What to work on = Output the line containing "[spot] the man" exactly. Do the same for every line after it through the end of the material, and output nothing else.

Provided records =
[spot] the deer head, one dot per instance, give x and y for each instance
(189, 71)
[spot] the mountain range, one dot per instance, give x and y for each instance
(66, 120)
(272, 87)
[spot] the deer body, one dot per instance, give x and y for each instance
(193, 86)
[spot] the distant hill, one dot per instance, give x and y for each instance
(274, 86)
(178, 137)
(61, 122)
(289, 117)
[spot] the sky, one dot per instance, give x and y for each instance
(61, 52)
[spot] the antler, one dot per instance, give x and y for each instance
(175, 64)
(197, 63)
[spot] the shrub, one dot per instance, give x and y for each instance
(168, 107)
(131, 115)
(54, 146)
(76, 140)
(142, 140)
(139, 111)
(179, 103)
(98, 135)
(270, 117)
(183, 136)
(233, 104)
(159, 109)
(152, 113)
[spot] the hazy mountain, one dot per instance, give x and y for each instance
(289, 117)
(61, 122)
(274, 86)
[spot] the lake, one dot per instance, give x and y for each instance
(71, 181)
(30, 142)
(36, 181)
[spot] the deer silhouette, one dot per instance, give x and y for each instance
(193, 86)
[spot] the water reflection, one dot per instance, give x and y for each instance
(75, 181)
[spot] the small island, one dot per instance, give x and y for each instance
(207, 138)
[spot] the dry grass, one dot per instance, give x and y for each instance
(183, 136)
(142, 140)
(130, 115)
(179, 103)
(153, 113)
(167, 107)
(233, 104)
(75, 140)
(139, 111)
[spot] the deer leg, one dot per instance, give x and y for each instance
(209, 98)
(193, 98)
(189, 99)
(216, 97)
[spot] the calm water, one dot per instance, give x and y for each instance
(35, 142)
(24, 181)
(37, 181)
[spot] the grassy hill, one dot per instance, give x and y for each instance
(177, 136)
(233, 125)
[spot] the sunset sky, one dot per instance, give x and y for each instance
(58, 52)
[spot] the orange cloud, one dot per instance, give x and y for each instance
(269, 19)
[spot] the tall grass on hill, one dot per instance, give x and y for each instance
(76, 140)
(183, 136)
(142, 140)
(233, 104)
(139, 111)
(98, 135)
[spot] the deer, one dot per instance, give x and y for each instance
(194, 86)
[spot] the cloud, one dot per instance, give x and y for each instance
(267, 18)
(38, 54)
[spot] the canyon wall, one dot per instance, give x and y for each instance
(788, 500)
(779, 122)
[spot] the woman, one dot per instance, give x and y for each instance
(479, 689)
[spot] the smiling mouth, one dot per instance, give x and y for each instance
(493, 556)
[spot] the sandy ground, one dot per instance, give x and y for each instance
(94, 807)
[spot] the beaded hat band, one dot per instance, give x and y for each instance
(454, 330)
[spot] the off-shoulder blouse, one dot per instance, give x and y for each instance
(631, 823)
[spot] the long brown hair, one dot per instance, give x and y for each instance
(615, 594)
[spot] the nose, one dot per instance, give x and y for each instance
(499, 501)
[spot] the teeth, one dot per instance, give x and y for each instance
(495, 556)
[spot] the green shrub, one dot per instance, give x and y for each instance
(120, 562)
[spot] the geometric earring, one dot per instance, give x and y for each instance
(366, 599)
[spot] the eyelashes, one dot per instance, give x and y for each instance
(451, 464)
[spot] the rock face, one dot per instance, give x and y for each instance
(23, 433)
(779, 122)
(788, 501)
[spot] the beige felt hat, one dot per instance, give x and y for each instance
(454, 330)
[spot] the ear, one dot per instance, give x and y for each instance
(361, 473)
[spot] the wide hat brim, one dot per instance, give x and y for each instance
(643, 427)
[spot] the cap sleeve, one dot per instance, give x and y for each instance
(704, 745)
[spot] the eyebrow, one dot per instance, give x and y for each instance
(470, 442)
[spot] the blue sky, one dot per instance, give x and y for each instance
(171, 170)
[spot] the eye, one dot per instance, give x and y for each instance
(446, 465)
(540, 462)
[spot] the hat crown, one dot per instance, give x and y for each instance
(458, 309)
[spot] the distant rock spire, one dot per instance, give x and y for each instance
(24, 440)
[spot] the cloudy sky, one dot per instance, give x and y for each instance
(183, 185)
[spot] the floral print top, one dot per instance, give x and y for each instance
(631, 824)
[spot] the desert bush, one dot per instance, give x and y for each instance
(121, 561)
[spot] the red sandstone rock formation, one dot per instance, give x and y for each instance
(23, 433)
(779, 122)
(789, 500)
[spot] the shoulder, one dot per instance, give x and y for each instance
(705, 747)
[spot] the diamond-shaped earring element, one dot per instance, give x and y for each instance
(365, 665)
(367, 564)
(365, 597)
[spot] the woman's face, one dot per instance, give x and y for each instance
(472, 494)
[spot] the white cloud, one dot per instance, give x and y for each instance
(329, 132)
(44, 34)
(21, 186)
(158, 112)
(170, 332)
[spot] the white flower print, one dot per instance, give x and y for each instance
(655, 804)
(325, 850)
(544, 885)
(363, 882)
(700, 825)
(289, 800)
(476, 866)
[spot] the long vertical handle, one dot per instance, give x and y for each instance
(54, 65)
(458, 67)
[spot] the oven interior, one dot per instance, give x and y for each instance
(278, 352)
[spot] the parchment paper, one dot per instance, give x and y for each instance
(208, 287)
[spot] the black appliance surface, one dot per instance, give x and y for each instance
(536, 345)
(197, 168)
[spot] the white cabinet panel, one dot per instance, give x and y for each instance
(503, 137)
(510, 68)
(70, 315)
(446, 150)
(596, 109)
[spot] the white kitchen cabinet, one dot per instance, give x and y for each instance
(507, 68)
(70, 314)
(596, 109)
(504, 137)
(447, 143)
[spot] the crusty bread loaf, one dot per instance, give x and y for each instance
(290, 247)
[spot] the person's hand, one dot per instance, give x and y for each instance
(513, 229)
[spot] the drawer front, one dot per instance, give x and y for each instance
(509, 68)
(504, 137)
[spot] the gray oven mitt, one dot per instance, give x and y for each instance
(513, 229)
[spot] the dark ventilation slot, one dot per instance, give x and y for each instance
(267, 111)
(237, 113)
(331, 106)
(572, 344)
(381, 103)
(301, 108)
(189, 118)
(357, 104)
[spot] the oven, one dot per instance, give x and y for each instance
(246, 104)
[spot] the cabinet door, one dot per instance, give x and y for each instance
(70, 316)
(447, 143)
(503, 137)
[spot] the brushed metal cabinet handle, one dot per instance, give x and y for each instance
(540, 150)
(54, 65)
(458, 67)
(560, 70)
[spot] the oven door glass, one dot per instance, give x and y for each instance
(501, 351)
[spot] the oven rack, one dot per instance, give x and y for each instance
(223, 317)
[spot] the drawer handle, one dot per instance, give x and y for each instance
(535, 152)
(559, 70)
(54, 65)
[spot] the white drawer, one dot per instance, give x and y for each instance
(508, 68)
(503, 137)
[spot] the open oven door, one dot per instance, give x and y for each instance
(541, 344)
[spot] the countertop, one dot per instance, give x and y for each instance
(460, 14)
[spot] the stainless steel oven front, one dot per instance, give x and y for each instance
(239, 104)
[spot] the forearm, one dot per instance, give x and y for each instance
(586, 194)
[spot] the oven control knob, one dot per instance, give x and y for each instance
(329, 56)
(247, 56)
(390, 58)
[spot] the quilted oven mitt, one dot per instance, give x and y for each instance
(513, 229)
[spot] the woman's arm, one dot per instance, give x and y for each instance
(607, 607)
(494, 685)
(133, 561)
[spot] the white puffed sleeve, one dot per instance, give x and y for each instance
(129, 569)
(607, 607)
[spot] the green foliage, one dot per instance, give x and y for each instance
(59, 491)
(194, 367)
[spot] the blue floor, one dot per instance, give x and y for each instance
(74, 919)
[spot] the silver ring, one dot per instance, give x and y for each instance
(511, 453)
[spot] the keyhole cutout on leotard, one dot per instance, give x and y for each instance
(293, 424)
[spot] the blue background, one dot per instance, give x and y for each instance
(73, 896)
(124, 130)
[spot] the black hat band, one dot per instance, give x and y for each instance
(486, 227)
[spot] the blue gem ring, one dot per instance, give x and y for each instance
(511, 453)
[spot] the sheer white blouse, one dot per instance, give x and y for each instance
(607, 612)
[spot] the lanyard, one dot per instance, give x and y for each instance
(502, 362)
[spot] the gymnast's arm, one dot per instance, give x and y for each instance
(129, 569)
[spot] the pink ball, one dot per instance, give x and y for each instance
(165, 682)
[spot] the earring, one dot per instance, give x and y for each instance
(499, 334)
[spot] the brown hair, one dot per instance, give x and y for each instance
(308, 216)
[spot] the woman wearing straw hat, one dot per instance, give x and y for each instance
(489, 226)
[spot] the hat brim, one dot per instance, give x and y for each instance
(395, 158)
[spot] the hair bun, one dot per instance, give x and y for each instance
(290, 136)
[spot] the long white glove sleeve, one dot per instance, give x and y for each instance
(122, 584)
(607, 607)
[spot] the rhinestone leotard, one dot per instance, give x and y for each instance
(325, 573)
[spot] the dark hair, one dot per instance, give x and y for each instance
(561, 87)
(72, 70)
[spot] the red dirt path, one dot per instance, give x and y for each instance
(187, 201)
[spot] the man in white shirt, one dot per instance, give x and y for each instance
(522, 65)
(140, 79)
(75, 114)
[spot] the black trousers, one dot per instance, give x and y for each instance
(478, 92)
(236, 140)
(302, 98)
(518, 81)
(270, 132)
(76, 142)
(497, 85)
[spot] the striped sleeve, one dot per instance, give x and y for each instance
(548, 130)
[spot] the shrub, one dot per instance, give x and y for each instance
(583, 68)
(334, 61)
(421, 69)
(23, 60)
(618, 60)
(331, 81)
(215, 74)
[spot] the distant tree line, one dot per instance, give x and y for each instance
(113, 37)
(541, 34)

Worked solution =
[spot] the man in white shirt, one dot per instance, give x and y for each instance
(522, 65)
(140, 79)
(75, 114)
[spot] the black trousers, one dot per instance, give x and y for each instance
(478, 92)
(236, 140)
(302, 98)
(518, 81)
(270, 132)
(76, 142)
(497, 85)
[spot] the striped sleeve, one dot per instance, give x and y for each instance
(548, 130)
[spot] the shrub, one dot per instance, give x and y for each instance
(583, 68)
(334, 61)
(421, 69)
(23, 60)
(618, 60)
(331, 81)
(215, 74)
[spot] the distant tree line, one dot per instance, give x and y for each instance
(113, 37)
(541, 34)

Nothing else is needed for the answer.